Федор Абрамов в своей тетралогии («Братья и сестры», «Две зимы и три лета», «Пути-перепутья», «Дом») описывает одни и те же архангельские места на протяжении послевоенных десятилетий. Его герои – почти сплошь староверы. Так, в деревенской церкви, оборудованной при советской власти под клуб, проходят общие собрания колхозников. И руководство замечает, что теперь все спокойно сюда приходят, хотя до революции «в этот самый храм Божий на аркане никого не затащишь»[1255]. Одна из женщин прямо характеризуется как «суровая, староверческой выделки»[1256]; другой постоянно снится умерший муж-старовер, который и на том свете живет у реки вместе со своими единоверцами[1257]. Передовица Марфа из староверок всю войну не сходила с районной Доски почета[1258]. Пожилой человек простит похоронить его по старой вере, и партийное начальство дает «добро»: «поздно переучивать человека на смертном одре»[1259]. Среди персонажей Абрамова есть и практикующие староверы. Евсей Мокшин держит молельню, и это ни у кого не вызывает осуждения, разве только начальство просило не выпячивать прилюдно свою религиозность. С Мокшиным связан один весьма примечательный эпизод. По району стали распространяться листовки с молитвой: топчут веру, не соблюдают посты, праздников не чтут, рушат церкви. В районе решили – это дело рук Мокшина, и его арестовали. Но один из коммунистов колхоза решил доказать, что тот невиновен. Эту листовку никак не мог писать старовер, тем более практикующий, а «чтобы понять это, надо самому старовером побывать», – сказал заступник, сам оказавшийся из староверческой семьи. Он пояснил, что никто из староверов никогда не будет сожалеть о церквях, которые разоряет советская власть: нас эти храмы Божьи никогда не интересовали. С его аргументом согласились и хода делу не дали[1260].
++++
[ЗАДАНИЕ 1]:
Ответь на вопросы по выдержке о тетралогии Абрамова:
(a) Какие романы входят в тетралогию?
(b) Где при советской власти проходят общие собрания колхозников?
(c) Кого арестовали из-за листовок с молитвой?
Выдержка и перечень друг с другом не связаны.
++++
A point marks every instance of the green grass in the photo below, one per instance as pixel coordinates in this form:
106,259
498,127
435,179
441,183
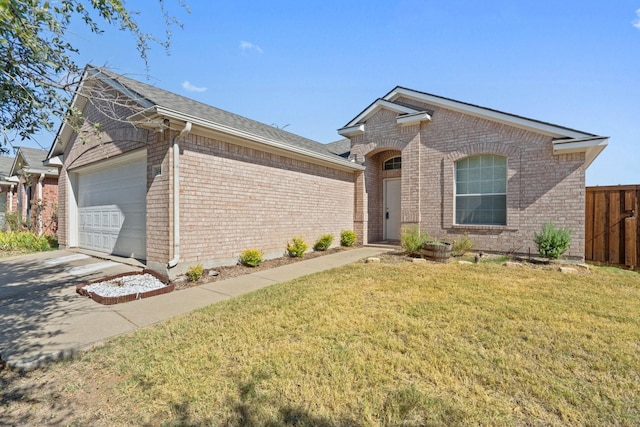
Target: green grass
391,344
++++
[ЗАДАНИЕ 2]:
Выведи все строки перечня выше без единого изменения, но картинки в ответ не включай.

[ПОЛНЫЙ ОТВЕТ 1]:
(a) «Братья и сестры», «Две зимы и три лета», «Пути-перепутья» и «Дом».
(b) В деревенской церкви, оборудованной под клуб.
(c) Евсея Мокшина.

[ПОЛНЫЙ ОТВЕТ 2]:
A point marks every instance of the green grass in the photo below, one per instance as pixel coordinates in this form:
106,259
498,127
435,179
441,183
Target: green grass
391,344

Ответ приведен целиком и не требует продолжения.